__EXERCISE INSTRUCTIONS__
**1)** Which quantities does the text on CSP and peak oil state in TWh/a? List each one.
**2)** Answer these questions using the text on CSP and peak oil:
(a) What EROEI does it give for petroleum?
(b) How long is the life-time of the plants it describes?
(c) About how much capacity is installed worldwide at present?
**3)** Resume the text on CSP and peak oil, starting after its final sentence.

__TEXT EXTRACT__
»»

Currently the plans are to install about 6000 MW (Mega Watt) production capacity world wide by 2013, currently we have about 450 MW capacity. 6000 MW production capacity means about 43.8 TWh/a (Tera Watt hours per annum). This is roughly the current electricity consumption of 12 million households or 48 million people.

However it is no where near enough, because we are currently experiencing a phenomenon called peak-oil, which simply means that in the next 20 to 40 years we will loose roughly 80% of our annual energy production capacity, as we are running out of easily accessible petroleum. This is currently the most serious problem facing the western world today, it will have enourmous impacts on almost all aspects of our lives: from our food production to our transportation. If you have not done so already, I strongly recommend you read LATOC. For Germany alone another 500 TWh/a by 2020 and 1300 TWh/a by 2040 will be needed to replace petroleum. For comparison: Germany currently produces about 530 TWh/a, its combined photo-voltaic electricity production is only about 3 TWh/a (2007).

Most alternative energy sources (like many bio-fuels for example) are not really energy sources at all, but energy sinks. That means they take more energy to produce than they release when used. This ratio is called Energy Return On Energy Investment, or EROEI for short. Even those alternative energy sources, that actually do have a positive EROEI (like "solar" photo-voltaic panels and "wind mills") offer no where near the EROEI of about 30 to 1 that petroleum has to offer. CSP however offers an EROEI between 30 to 1 and 80 to 1 for electricity alone. So during these plants life-time of 30 to 40 years, they pump out 30 to 80 times as much energy as was used for their construction, plus enourmous amounts of desalinated fresh water and process heat. This is a much better EROEI than that of petroleum. And this is also the reason, why CSP is in my eyes the only alternative energy source available to us in time to save our great western culture.

Please have a quick look on http://www.solel.com/faq/ for a short introduction to the technology before reading on.

 

The biggest problem is, that we are running out of time very quickly, and there is not a single technology which we could install in big enough quantities in so little time, except for CSP.

As Tom ("great769") on the LATOC forum put it: "Alternative [energy], could have worked but we would have had to start back in the 60's or 70's, while husbanding our oil resources. There will be and is a big surge to solar/wind, in the next few years, but even if we could convert 1% per year to these , which would be a hugh task, it would take decades to convert 50%. The world does not have decades, we have only a few years at best, we can't even breed enough horses to replace local delievery transport in that time nor bulid trains, before the crunch, even a WW2 [production] effort would come up short at this point."

This is certainly true for most renewables, but not for CSP. These plants are extremely scalable and can be easily and quickly mass-produced. In the areas where they are most viable (deserts) there are usually vast amounts of the raw materials needed to build them available locally, and so is the needed process-heat (once you have put the first one up, it can provide the heat for glass-, aluminum- and steel-production of subsequent plants) to convert them to the needed refined materials.

««

Saved data entries:
»»

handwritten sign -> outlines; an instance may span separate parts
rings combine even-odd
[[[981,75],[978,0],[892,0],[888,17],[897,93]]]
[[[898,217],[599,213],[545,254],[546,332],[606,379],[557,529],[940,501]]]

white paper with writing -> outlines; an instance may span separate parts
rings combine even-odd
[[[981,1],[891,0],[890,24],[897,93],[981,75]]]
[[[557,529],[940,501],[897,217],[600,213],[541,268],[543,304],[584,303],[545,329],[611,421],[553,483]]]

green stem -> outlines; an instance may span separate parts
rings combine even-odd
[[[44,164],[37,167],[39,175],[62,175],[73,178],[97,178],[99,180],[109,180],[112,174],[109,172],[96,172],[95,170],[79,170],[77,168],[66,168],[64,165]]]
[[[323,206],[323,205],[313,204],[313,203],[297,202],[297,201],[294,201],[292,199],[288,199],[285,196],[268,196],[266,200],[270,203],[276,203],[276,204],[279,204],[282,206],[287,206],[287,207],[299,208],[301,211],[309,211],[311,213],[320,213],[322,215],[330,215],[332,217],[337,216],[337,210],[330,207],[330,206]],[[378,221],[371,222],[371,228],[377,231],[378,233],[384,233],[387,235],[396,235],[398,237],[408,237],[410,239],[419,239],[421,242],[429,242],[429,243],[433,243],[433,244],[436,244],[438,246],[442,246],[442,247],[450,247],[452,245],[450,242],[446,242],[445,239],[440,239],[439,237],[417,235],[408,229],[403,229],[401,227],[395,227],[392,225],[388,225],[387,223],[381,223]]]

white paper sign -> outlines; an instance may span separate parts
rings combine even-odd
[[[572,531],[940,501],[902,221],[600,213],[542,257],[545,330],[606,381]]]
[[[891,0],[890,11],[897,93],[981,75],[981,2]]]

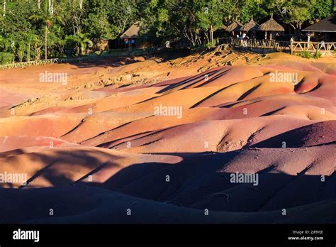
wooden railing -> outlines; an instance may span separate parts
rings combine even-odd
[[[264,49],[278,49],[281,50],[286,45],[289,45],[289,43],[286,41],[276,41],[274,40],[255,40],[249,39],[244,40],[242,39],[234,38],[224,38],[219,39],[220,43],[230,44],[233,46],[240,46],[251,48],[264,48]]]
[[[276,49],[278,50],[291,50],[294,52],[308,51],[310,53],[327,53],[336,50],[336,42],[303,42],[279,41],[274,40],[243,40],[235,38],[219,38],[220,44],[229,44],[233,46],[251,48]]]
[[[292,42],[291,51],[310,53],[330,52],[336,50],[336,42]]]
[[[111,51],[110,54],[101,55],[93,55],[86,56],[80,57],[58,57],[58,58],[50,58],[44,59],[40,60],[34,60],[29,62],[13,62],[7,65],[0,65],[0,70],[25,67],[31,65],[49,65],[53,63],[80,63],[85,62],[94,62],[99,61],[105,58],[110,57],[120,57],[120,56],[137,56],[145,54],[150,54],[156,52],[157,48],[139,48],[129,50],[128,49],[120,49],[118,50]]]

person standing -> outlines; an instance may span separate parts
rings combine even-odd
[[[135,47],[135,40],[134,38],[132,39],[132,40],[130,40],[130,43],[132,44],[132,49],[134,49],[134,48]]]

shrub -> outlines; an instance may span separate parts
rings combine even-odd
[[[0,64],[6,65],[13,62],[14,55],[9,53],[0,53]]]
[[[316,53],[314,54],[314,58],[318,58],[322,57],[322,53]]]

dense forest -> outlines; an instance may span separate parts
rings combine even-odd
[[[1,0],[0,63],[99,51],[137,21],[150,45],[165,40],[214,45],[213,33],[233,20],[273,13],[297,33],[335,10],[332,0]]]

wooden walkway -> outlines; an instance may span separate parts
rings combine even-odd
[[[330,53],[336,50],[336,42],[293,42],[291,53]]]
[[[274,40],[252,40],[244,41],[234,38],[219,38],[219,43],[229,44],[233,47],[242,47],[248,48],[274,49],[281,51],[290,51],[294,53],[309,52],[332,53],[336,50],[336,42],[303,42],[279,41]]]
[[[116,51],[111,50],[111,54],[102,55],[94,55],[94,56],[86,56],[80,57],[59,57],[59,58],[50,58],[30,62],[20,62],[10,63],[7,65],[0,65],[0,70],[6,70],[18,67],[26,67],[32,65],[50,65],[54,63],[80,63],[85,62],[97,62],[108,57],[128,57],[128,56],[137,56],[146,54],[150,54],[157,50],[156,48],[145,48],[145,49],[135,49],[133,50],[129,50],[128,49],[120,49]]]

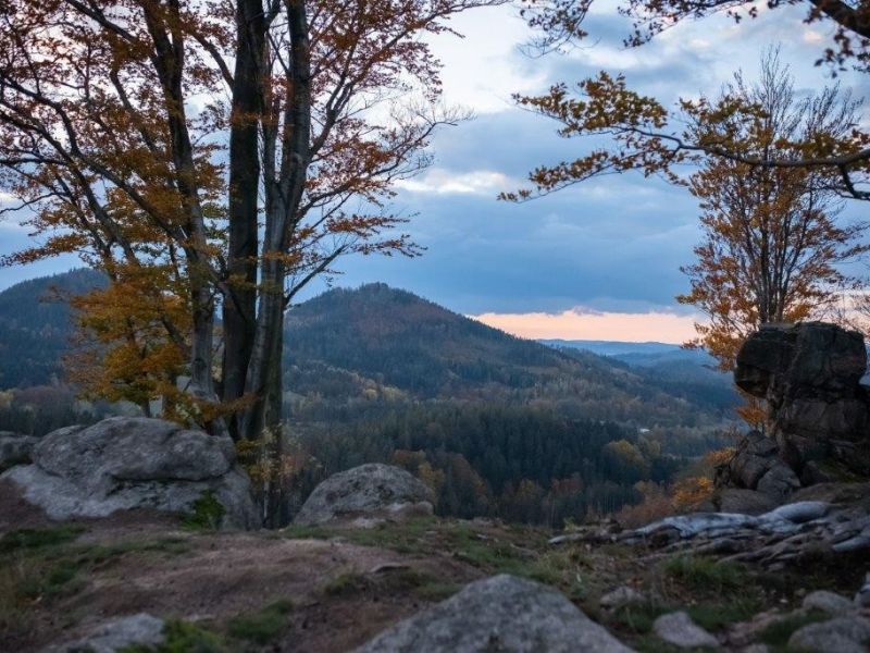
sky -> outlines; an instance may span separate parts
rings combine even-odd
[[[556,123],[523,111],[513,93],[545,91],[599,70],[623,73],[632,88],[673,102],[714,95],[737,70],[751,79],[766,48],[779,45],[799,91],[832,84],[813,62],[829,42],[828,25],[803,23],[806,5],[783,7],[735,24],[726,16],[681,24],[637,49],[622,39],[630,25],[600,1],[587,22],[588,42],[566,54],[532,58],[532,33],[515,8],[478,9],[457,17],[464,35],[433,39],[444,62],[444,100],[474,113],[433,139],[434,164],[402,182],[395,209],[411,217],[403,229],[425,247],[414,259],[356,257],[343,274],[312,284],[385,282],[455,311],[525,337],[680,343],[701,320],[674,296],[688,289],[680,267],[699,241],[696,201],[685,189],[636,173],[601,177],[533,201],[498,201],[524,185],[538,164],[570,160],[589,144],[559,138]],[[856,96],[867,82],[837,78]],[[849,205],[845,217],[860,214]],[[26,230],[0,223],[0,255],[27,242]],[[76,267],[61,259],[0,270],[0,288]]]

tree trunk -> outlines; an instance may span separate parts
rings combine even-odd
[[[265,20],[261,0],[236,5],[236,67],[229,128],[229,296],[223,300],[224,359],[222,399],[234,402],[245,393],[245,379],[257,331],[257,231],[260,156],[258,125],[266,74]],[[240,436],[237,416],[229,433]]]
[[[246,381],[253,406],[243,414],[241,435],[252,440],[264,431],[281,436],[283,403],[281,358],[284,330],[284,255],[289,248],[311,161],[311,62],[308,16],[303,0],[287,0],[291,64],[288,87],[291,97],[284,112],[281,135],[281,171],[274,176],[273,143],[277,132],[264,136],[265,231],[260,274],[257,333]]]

««
»»

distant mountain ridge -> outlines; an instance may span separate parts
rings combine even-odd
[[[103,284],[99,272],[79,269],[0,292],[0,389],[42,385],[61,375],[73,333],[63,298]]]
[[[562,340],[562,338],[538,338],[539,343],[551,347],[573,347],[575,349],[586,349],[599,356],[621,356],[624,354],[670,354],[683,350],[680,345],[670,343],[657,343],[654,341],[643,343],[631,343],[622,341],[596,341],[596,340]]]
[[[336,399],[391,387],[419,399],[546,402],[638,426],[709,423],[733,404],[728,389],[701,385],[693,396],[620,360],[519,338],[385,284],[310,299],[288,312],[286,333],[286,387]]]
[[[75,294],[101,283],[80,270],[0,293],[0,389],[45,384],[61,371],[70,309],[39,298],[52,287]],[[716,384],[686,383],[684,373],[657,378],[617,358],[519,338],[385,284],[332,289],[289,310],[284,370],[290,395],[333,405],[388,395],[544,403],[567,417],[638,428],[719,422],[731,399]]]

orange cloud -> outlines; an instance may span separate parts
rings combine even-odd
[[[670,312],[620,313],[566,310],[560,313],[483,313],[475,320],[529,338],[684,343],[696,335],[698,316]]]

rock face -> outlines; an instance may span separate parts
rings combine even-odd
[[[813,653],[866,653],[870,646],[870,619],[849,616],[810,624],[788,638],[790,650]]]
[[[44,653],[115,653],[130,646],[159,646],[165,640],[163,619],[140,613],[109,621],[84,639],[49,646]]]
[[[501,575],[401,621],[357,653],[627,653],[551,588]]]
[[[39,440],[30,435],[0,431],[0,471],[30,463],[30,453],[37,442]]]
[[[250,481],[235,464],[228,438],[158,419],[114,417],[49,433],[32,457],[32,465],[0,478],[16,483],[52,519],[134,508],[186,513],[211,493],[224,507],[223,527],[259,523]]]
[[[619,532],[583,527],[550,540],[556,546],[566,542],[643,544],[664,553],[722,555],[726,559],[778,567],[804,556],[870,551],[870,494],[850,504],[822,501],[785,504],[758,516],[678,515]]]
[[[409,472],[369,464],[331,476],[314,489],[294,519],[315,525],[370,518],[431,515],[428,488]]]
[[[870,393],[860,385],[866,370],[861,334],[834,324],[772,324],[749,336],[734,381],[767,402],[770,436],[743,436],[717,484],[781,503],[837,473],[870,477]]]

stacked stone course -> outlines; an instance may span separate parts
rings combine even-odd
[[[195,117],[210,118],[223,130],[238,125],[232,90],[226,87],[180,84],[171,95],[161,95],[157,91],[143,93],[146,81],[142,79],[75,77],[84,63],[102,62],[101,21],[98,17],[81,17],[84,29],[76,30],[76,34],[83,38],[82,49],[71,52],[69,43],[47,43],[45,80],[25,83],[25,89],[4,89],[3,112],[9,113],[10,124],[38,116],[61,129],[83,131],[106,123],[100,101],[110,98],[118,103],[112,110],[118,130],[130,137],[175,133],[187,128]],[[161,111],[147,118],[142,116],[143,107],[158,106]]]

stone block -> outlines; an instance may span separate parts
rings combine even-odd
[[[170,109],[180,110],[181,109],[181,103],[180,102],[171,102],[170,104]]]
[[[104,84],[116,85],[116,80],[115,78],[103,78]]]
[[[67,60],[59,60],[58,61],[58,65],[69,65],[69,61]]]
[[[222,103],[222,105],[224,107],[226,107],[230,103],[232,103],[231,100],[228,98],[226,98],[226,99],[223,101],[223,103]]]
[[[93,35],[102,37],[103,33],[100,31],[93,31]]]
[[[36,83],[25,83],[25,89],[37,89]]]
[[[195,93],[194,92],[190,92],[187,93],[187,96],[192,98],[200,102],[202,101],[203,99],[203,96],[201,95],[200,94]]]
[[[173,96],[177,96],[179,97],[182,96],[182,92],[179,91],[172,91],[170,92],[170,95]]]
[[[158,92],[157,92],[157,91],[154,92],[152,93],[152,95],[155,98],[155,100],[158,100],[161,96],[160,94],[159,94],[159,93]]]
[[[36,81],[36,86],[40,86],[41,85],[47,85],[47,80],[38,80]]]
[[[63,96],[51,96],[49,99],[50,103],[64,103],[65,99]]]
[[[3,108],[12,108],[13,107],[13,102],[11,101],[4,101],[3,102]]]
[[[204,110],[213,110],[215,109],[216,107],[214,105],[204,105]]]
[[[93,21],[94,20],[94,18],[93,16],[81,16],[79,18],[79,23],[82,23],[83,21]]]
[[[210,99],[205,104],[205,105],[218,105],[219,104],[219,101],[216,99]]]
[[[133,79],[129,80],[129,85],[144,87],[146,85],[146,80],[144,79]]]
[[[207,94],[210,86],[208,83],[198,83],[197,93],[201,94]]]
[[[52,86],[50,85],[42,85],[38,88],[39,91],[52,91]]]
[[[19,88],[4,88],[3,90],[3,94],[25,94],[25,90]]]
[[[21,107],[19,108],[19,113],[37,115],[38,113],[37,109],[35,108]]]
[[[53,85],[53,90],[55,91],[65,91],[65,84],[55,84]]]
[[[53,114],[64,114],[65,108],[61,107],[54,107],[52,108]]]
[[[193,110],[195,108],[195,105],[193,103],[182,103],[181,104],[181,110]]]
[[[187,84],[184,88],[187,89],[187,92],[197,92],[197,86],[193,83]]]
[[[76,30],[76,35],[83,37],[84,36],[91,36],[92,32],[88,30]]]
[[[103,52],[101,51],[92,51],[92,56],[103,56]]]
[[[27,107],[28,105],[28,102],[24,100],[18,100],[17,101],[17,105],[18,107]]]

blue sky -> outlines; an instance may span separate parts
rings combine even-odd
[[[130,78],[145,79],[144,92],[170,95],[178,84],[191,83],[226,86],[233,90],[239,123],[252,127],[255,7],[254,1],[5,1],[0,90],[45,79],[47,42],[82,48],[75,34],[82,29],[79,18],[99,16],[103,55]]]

««
»»

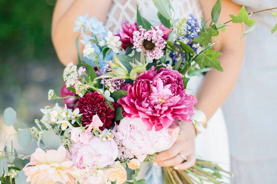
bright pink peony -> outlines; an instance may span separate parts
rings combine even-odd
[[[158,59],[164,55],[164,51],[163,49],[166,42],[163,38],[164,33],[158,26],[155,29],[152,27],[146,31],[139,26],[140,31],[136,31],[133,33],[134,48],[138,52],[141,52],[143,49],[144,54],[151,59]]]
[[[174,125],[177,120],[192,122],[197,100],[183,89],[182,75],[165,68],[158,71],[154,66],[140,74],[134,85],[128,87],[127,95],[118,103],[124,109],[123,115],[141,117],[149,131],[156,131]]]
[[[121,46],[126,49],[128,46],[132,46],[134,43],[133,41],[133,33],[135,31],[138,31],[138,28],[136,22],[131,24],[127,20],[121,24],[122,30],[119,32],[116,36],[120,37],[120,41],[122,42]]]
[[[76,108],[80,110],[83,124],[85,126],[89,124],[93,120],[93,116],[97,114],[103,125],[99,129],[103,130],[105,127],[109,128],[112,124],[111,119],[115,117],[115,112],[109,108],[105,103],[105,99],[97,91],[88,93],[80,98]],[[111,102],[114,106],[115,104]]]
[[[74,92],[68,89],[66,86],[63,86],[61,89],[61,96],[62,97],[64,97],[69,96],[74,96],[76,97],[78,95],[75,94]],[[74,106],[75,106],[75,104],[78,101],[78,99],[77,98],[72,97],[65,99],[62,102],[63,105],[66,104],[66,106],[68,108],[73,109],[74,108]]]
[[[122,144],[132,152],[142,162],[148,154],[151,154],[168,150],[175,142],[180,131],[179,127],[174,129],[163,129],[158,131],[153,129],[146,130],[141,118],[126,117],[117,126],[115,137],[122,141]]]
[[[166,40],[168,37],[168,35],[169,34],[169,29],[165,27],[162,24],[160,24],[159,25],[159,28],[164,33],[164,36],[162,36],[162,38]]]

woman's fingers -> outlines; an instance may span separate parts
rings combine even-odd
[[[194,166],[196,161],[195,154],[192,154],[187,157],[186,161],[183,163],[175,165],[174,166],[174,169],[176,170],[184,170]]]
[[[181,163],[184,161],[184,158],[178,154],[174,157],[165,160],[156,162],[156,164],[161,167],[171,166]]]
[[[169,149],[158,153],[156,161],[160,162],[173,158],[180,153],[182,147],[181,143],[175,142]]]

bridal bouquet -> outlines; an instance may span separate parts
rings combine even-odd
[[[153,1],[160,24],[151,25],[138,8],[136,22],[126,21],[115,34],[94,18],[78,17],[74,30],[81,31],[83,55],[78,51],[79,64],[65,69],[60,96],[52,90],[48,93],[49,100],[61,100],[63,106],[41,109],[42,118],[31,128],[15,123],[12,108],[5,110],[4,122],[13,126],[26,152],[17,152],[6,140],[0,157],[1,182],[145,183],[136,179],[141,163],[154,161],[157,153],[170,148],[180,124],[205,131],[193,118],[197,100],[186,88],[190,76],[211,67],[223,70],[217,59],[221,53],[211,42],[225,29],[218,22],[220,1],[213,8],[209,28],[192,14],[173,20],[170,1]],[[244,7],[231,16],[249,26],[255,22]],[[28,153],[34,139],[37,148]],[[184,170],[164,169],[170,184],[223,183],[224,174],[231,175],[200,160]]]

««

__THE RESULTS__
**1)** 43.8 TWh/a, 500 TWh/a, 1300 TWh/a, 530 TWh/a, 3 TWh/a

**2)**
(a) About 30 to 1
(b) 30 to 40 years
(c) About 450 MW

**3)**
Also, we do have a few decades to do it. Between 2010 and 2040 we will have to replace an average of about 3.8% of our current oil consumption with alternatives each year. This is assuming that we will still need an annual increase in energy production of about 0.46% per year to keep our economy going. It also does not take the huge efficiency increase (at least 30%, up to 80%) into account, that the electrification of most currently oil-driven technology (like cars) would bring about.

This would mean replacing 1142.45 million barrels of annual oil production capacity with 1808.37 TWh electricity production capacity per year. To do this with CSP only, we would need at least 247722 MW new production capacity per year.

Now what does it take to build that kind of capacity per year with CSP?

Well, CSP plants currently in the planning stage have a typical production capacity of 200MW or 1.46TWh/a electricity, 8000 m³/a of desalinated water, and a considerable amount of process heat which can be used for industrial purposes or converted into thermal cooling to replace electrical air-conditioning. So we would need to build about 1240 of these 200MW CSP plants per year to meet our annual goal of 247722 MW, which would also supply us with almost 10 million m³ fresh water production capacity per year.

Each one would be made from about 560,000 parabolic trough mirrors (2.04 million m² of mirrors), 57,000 solar receiver tubes with a total length of about 230km, 115 kt of salt (60% NaNO₃ and 40% KNO₃), and whole lot of metal and concrete for structures and buildings. Each plant would need about 8 km² of desert. Currently (before the start of mass-production) it would take about 4000 man-years (4000 people working for one year) to build.

Each one would cost about 1167 million dollars to build. If we assume a 7% interest rate per year for the initial investment and amortisation within 15 years, the operating costs during that time would come to about 220 million $/a (incl. insurance, etc.), which could be covered by a price of about 0.11 $/kWh and 1$/m³ of fresh water. So the building and financial costs would be paid for after 15 years.

Then the price for electricity could be dropped to 0.028 $/kWh for the remaining 15 to 25 years of its life time, which gives us an average price of 0.069 $/kWh. So CSP would become cheaper than petroleum when the latter crosses the 110 US$/bbl mark, ignoring the fact that electric technology is much more efficient (so cars would have been cheaper to run on CSP electricity instead of gasoline for some time now).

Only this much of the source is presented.